» TO BE DONE
Swap every "disc center" in the data below for "center point" and keep everything else the same. Omit the pictures from your answer.

[Object point labels]
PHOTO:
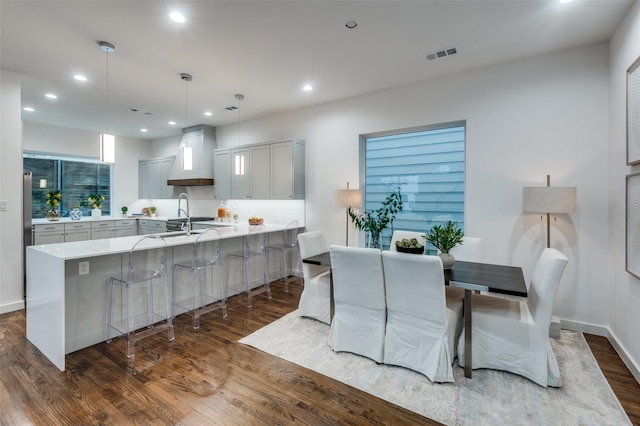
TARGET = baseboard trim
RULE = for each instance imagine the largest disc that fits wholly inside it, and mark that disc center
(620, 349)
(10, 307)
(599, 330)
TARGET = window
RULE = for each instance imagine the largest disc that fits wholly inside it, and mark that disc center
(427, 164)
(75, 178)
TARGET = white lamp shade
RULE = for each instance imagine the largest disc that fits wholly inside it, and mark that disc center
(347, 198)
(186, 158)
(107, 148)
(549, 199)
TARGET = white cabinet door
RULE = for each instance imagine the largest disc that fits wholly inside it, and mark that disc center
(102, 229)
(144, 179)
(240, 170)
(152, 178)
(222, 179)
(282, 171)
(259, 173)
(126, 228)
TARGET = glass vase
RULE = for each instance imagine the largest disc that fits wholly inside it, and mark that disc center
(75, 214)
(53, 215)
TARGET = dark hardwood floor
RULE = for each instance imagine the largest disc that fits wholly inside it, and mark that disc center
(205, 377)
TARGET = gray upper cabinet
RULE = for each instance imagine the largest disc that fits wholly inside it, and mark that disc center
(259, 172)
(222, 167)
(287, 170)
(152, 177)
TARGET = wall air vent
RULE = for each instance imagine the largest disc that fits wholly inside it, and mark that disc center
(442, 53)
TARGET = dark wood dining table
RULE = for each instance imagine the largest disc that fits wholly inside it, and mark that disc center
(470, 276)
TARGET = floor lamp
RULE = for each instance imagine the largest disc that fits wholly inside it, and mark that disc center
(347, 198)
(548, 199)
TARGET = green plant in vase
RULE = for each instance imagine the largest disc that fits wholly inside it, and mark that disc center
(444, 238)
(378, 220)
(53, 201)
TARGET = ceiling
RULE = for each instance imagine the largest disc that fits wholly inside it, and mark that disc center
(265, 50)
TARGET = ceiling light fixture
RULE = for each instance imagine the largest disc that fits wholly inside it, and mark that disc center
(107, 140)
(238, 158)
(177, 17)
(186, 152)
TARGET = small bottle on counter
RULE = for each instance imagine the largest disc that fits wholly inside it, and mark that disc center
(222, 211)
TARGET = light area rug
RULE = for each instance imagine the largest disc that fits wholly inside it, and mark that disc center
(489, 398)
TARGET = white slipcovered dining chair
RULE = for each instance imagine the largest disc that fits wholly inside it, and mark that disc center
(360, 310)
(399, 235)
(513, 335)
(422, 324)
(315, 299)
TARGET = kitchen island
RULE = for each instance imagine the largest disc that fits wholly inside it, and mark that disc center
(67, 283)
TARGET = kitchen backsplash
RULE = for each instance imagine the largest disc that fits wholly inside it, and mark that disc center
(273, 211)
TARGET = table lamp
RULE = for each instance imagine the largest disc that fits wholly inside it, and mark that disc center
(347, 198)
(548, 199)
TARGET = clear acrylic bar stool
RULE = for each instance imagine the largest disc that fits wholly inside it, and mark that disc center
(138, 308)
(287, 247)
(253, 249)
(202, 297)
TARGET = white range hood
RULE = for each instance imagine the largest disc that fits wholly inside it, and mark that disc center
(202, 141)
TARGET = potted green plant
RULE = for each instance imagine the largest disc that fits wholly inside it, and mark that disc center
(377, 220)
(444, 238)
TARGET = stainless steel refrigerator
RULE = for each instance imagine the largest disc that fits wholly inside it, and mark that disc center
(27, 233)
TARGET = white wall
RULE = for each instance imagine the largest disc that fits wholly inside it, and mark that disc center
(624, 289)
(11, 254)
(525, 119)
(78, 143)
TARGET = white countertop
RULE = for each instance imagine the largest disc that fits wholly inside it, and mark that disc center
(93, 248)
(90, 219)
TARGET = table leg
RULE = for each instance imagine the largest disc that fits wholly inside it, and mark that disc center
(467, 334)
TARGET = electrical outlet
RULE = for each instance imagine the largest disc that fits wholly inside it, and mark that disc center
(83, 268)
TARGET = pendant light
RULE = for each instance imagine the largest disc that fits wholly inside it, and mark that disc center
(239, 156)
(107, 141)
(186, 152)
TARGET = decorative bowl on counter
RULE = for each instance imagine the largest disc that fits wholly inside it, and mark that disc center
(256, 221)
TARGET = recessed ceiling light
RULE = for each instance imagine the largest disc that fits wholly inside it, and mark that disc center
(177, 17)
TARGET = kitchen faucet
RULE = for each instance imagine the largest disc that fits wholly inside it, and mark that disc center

» TASK SOLUTION
PHOTO:
TARGET = baseboard trim
RULE = for each instance imagine the largest disc that fits wholly inside it, and mark that center point
(620, 349)
(10, 307)
(599, 330)
TARGET = window
RULE = for each instance imagine the largest disc that fits wholly inside it, and mark that center point
(427, 164)
(75, 178)
TARGET = white lamp shade
RULE = for each instance imagine the largest disc that fits wholly inside it, and mark that center point
(347, 198)
(186, 158)
(107, 148)
(549, 199)
TARGET = white cabinet door
RULE = for each instance imagine the largest disc that fits wholly inside it, and mark that center point
(102, 229)
(144, 179)
(240, 170)
(152, 178)
(222, 179)
(282, 171)
(259, 173)
(126, 228)
TARGET = glass vase
RULE = for each instance imagine the largest disc that fits wholly inside it, and mark that center point
(75, 214)
(53, 215)
TARGET = dark hardwood floor
RULE = for each instance imagine the largest disc that fits wholly inside it, and mark that center point
(205, 377)
TARGET = gray upper cabinet
RULE = for each instance imagine the largest disc that fits wholly inside it, and mark that center point
(259, 172)
(222, 167)
(287, 170)
(152, 177)
TARGET = wall air vent
RULE = for each instance imagine the largest disc that fits wholly inside it, and mark that center point
(442, 53)
TARGET = dark wood dining table
RULE = for each instance imagine the largest disc that fits wholly inside it, and mark that center point
(470, 276)
TARGET = floor lamp
RULE = for each instance imagine the largest disc that fits wholly inside it, and mark that center point
(347, 198)
(548, 199)
TARGET = green plant in vase
RULE = for each instance imagine the largest disc that fits wholly inside it, and mark that center point
(444, 238)
(378, 220)
(53, 201)
TARGET = ceiling
RULE = for each instance imagine the largest disc that fits wholly inside it, and mark that center point
(265, 50)
TARGET = ceiling light fixture
RULE = for each instance imagine the largest disc that fits wholly inside it, and mark that center point
(107, 140)
(238, 158)
(177, 17)
(186, 152)
TARGET = small bottle on counter
RULE = for each instance imagine the largest disc that fits wholly inside it, and mark that center point
(222, 211)
TARGET = light area rug
RULE = for each instance imagine the largest disc that fits wholly inside it, and mark that center point
(489, 398)
TARGET = white slipcovered dining chair
RULE = for each instance imagine the largest disc that fits wholly inside it, and mark that center point
(360, 310)
(399, 235)
(513, 335)
(422, 324)
(315, 299)
TARGET = kitchen island
RULE = for each instance imagine the largest disc that fits wholly inside it, and mark that center point
(67, 283)
TARGET = kitchen backsplash
RULE = for each instance imagine the largest disc that fits wholly inside it, and mark that center point
(273, 211)
TARGET = table lamp
RULE = for each instance imagine the largest disc that fits wholly inside it, and mark that center point
(347, 198)
(548, 199)
TARGET = clear acrylic bar stool
RULE = for each instance imagine the largest disc that fits wholly inside it, and mark that center point
(138, 308)
(287, 247)
(253, 249)
(202, 297)
TARGET = white range hood
RULE = for each instance imagine the largest disc that fits wholly inside it, and mark that center point
(202, 141)
TARGET = potted green plant
RULE = for each instance imagine the largest disc that fits wholly inside it, and mark that center point
(377, 220)
(444, 238)
TARGET = stainless steel refrigerator
RULE = for each instance imagine the largest disc that fits wholly inside it, and mark that center point
(27, 233)
TARGET = white wall
RULE = for each instance imagine the largest disc that fits wholly inside it, and mark that center point
(624, 289)
(11, 254)
(525, 119)
(78, 143)
TARGET = white countertop
RULE = for each instance imagine the largest disc that fits wholly inside it, and mark that center point
(93, 248)
(90, 219)
TARGET = table leg
RULE = for each instance imagine the largest disc that fits wholly inside it, and mark that center point
(467, 334)
TARGET = electrical outlet
RULE = for each instance imagine the largest disc that fits wholly inside it, and mark that center point
(83, 268)
TARGET = pendant light
RULE = for each instance imagine the largest disc that fits wholly inside it, and mark that center point
(239, 156)
(107, 141)
(186, 152)
TARGET = decorative bowl on counter
RULE = for each instance imagine the largest disc that fits wholly inside it, and mark that center point
(256, 221)
TARGET = recessed ceiling light
RULE = for each instance imagine the largest disc that fits wholly inside it, and mark that center point
(177, 17)
TARGET = kitchen faucet
RULE = for each instance imagine the largest disc that fits wholly inside it, and mark that center point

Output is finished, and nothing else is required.